[Excerpts of pointing data]
# # # #
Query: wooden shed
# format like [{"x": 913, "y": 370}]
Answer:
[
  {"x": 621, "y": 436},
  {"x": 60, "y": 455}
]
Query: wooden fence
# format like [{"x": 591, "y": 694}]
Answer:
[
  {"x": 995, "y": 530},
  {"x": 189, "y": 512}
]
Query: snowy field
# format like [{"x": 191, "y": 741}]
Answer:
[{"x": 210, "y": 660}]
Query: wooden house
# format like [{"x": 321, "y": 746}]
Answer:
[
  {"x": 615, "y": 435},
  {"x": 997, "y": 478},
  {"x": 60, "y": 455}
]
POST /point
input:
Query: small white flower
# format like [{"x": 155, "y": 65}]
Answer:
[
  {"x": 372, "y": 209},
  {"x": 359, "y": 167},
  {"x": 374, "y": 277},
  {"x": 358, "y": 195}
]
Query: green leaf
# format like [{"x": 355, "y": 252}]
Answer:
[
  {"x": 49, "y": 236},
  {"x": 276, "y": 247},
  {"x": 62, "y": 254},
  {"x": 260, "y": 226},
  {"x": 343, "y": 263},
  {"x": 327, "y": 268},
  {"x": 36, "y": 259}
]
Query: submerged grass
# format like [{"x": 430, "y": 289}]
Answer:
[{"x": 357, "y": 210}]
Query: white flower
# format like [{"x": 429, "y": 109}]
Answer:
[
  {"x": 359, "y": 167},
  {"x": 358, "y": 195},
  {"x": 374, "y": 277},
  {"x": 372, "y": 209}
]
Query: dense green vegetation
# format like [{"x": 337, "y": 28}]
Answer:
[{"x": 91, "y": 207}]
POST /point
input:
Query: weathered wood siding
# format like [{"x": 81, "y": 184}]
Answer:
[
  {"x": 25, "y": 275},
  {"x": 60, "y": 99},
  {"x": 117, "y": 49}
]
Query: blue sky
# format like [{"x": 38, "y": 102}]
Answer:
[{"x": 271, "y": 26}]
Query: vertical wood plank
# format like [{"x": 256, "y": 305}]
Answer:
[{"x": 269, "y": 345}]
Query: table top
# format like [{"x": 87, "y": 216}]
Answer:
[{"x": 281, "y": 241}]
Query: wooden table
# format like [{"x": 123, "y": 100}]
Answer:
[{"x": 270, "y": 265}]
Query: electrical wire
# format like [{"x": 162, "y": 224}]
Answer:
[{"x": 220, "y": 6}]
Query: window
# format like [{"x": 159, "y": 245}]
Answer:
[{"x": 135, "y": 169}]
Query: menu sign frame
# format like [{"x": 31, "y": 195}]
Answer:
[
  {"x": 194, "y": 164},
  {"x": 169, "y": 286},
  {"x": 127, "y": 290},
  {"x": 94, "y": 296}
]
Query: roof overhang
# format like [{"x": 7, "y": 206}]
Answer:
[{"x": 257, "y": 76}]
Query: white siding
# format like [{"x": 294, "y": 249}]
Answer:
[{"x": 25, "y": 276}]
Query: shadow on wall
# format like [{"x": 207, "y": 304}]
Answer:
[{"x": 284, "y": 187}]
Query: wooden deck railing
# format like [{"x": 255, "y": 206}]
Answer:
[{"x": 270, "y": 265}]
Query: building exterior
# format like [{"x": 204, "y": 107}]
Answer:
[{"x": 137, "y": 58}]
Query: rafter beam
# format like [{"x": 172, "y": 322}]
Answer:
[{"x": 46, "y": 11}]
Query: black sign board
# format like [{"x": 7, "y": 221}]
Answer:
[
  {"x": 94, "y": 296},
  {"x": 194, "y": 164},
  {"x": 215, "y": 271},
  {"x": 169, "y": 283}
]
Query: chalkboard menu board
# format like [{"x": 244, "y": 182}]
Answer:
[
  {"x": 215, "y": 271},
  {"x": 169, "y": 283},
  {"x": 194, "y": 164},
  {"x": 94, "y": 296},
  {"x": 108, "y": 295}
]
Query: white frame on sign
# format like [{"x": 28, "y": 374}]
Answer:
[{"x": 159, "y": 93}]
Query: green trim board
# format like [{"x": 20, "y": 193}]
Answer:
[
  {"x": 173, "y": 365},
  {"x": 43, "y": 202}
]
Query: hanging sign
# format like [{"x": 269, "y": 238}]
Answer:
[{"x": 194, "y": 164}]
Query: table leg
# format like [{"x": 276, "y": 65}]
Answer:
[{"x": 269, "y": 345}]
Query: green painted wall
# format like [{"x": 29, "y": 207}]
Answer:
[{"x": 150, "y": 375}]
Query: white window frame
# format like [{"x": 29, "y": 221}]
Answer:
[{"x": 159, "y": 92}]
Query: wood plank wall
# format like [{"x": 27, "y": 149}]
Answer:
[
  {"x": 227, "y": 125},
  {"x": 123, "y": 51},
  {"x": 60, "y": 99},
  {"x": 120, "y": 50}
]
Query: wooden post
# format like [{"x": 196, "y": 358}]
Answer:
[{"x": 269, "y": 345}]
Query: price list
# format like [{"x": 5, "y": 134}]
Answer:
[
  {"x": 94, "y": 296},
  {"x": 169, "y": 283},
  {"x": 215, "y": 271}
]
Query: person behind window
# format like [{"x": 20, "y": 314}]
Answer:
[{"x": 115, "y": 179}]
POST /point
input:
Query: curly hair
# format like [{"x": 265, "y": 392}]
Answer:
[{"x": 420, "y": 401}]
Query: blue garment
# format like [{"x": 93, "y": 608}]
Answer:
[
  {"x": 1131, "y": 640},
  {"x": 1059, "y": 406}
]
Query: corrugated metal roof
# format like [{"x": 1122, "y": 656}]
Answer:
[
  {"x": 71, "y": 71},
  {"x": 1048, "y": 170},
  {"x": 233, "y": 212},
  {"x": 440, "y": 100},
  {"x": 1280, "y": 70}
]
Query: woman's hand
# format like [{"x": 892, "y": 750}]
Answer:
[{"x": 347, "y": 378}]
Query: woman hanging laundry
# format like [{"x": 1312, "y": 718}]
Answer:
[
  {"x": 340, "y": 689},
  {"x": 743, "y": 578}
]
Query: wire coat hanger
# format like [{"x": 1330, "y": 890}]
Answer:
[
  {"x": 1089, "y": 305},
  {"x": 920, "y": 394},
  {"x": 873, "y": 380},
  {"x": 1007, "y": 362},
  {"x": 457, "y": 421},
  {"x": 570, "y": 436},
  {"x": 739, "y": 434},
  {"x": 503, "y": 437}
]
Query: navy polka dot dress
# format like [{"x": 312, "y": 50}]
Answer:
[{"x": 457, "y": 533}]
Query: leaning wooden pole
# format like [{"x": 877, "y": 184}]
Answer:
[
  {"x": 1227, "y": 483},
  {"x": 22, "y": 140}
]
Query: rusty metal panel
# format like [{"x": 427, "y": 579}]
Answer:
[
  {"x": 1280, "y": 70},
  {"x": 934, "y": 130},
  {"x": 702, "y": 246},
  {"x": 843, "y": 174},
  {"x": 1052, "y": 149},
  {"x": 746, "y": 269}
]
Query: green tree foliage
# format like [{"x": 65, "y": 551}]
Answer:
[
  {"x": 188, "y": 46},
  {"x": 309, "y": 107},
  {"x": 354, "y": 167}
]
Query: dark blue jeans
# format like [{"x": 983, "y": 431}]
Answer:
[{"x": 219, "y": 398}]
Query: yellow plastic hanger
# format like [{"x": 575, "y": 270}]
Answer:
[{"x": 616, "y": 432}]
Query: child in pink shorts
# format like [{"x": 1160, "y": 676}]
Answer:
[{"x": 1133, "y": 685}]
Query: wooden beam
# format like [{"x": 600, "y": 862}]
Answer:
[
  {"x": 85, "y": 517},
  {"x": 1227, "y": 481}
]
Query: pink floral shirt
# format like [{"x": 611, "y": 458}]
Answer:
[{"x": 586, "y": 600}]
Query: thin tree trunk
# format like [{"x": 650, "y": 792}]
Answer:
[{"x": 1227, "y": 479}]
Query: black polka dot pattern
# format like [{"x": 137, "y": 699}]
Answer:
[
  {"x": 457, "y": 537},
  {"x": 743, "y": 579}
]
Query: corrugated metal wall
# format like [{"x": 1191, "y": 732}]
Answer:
# # # #
> _DIRECTIONS_
Can you extract everything from the line containing "Query: black polka dot pattern" down to the end of the data, copying each line verbatim?

> _SOLUTION BELOW_
Query: black polka dot pattern
# format like [{"x": 137, "y": 699}]
Answer:
[
  {"x": 457, "y": 537},
  {"x": 743, "y": 579}
]
Query: corrugated metal wall
# format like [{"x": 1191, "y": 732}]
Answer:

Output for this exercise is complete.